> **THE TASK**:
All the data below should be printed again without a single difference.

┌────────

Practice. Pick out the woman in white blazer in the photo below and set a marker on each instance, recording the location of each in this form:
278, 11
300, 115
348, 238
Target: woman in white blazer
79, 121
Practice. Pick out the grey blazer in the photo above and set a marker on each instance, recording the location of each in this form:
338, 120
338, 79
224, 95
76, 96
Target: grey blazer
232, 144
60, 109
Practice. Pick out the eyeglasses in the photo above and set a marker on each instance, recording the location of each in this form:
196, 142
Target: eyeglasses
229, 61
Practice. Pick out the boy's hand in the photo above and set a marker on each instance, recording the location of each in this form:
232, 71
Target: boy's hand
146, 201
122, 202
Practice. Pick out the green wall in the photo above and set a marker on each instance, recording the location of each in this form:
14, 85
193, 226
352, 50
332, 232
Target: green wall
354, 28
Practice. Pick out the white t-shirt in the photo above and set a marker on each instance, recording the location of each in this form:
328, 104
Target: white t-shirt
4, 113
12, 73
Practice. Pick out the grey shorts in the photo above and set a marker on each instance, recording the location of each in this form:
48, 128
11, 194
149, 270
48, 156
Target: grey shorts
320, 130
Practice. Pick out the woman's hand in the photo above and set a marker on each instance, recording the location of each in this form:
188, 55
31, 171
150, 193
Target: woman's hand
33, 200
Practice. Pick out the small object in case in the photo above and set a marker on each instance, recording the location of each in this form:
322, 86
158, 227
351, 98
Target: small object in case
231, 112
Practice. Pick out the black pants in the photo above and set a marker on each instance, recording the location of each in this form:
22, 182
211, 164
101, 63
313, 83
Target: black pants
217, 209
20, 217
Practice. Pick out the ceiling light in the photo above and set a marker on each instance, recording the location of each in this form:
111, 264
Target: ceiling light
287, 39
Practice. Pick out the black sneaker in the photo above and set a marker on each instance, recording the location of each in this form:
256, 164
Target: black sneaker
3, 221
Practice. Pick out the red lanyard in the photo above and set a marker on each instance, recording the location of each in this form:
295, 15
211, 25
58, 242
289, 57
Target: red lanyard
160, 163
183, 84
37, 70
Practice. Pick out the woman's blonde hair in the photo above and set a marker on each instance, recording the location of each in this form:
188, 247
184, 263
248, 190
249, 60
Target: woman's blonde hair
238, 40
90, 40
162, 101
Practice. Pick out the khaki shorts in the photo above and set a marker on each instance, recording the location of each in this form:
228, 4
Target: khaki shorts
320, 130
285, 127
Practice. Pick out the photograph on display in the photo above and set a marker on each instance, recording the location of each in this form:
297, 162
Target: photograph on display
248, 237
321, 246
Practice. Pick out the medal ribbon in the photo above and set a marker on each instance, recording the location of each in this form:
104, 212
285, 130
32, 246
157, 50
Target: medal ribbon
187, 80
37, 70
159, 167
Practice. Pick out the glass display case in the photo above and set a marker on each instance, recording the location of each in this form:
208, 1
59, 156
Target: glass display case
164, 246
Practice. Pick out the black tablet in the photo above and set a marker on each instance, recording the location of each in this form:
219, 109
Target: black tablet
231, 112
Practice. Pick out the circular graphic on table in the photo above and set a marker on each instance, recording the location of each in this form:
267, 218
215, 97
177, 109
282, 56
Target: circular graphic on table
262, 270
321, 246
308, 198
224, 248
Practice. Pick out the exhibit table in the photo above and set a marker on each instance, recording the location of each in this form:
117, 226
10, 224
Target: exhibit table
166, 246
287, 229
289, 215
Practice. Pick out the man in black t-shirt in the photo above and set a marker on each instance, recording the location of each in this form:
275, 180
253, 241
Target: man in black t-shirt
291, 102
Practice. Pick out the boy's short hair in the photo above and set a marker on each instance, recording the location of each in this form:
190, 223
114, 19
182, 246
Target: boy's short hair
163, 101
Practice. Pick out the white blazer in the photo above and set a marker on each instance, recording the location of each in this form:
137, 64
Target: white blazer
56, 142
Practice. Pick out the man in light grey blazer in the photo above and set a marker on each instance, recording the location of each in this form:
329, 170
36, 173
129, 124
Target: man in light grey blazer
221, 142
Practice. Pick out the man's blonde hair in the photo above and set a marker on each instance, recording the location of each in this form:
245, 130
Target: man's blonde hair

└────────

> **SOLVED EXERCISE**:
Practice. Pick out the woman in white blazer in the photo below and set a marker on each instance, recording the location of each in this form:
278, 11
300, 115
348, 238
Target: woman in white blazer
79, 121
Practice. Pick out the grey blazer in the photo above and set a marker on each instance, recording the location of each in this form:
338, 120
338, 79
224, 95
76, 96
Target: grey blazer
232, 144
60, 109
Practice. Pick out the eyeglasses in the photo above and set a marker on each instance, recording the location of each in this form:
196, 142
Target: eyeglasses
229, 61
Practice. Pick out the boy's hand in the photo above and set a marker on each instance, recording the location of each in this form:
232, 71
Target: boy's hand
146, 201
122, 202
Practice. Pick out the green wall in the photo above and set a marker on each instance, recording the location of each in this form:
14, 85
193, 226
352, 50
332, 232
Target: green wall
354, 28
Practice. Pick out the white t-shirt in the photo above and set a marker on each instance, recording the location of each in this form:
328, 104
Target: white t-shirt
4, 113
12, 73
Practice. Pick out the grey shorts in the photo above and set a marker on each instance, recording the location of each in this form:
48, 128
11, 194
149, 270
48, 156
Target: grey shorts
320, 130
Practice. Pick out the woman's hand in the photo above and set a marker on each instance, recording the location of each in this form:
188, 55
31, 171
150, 193
Target: woman's hand
33, 200
Practice. Pick out the small object in case in the photo above and set a marker on each instance, recording the location of each in this form:
322, 86
158, 227
351, 98
Target: small object in case
231, 112
Practice. Pick out the black pants in the photo above and set a marker on each instance, recording the location of each in this form:
22, 182
211, 164
101, 63
313, 83
Target: black pants
217, 209
20, 217
Practice. Pick out the ceiling light in the photo above and set a marker on each instance, recording the location of each in this form:
111, 264
Target: ceiling light
287, 39
Practice. Pick out the black sneaker in the photo above and set a marker on each instance, recording the location of each in this form:
256, 164
Target: black sneaker
3, 221
Practice. Pick out the red lanyard in the photo above and set a marker on each instance, recording the location of each in this form:
295, 15
211, 25
58, 242
289, 57
Target: red lanyard
160, 163
183, 84
37, 70
Practice. Pick out the woman's blonde hair in the photo above and set a marker on each instance, recording the location of each in this form:
188, 247
184, 263
248, 190
249, 60
Target: woman's blonde hair
238, 40
90, 40
162, 101
Practice. Pick out the khaki shorts in the photo above and set a marker on each instance, recording the location of each in this form:
228, 4
Target: khaki shorts
320, 130
285, 127
Practice. Pick out the photograph on display in the photo above and set a marker on each instance, recording the location of each in this form:
297, 162
Target: photograph on display
248, 237
321, 246
Practice. Pick out the medal ribbon in the photo above and set a marker on each instance, recording the location of each in this form:
104, 212
285, 130
32, 246
157, 50
Target: medal ribbon
187, 80
37, 70
159, 167
Practice. Pick out the glass display case in the photo above and set a marker on each instance, recording the location of each in this form:
208, 1
59, 156
Target: glass display case
164, 246
Practice. Pick out the black tablet in the photo above and set a marker on each instance, recording the location of each in this form:
219, 109
Target: black tablet
231, 112
Practice. Pick out the circular graphic on table in the photo above and set a marker on each instance, recording the location of each in this form:
267, 218
215, 97
177, 109
282, 56
Target: circular graphic on table
262, 270
321, 246
308, 198
224, 248
Practice. Pick out the exhibit table in the photo above and set a marker on each instance, recording the location of each in this form:
117, 226
10, 224
Target: exhibit table
166, 246
287, 229
289, 215
Practice. Pick out the man in black t-shirt in the photo above and set a marker on each instance, recording the location of each in this form:
275, 180
253, 241
Target: man in black t-shirt
291, 102
Practice. Pick out the boy's short hair in the photo above and set a marker on each instance, recording the location of each in this form:
190, 223
114, 19
182, 246
Target: boy's short hair
163, 101
Practice. Pick out the white blazer in the photo above and set a marker on each instance, recording the location of each in this form:
137, 64
Target: white blazer
56, 142
Practice. Pick out the man in light grey blazer in the photo above and set a marker on each instance, recording the location of each in this form:
329, 170
36, 173
129, 124
Target: man in light grey blazer
221, 142
Practice. Pick out the man's blonde hair in the photo above and set a marker on each instance, recording the location of each in this form:
245, 130
Target: man's blonde hair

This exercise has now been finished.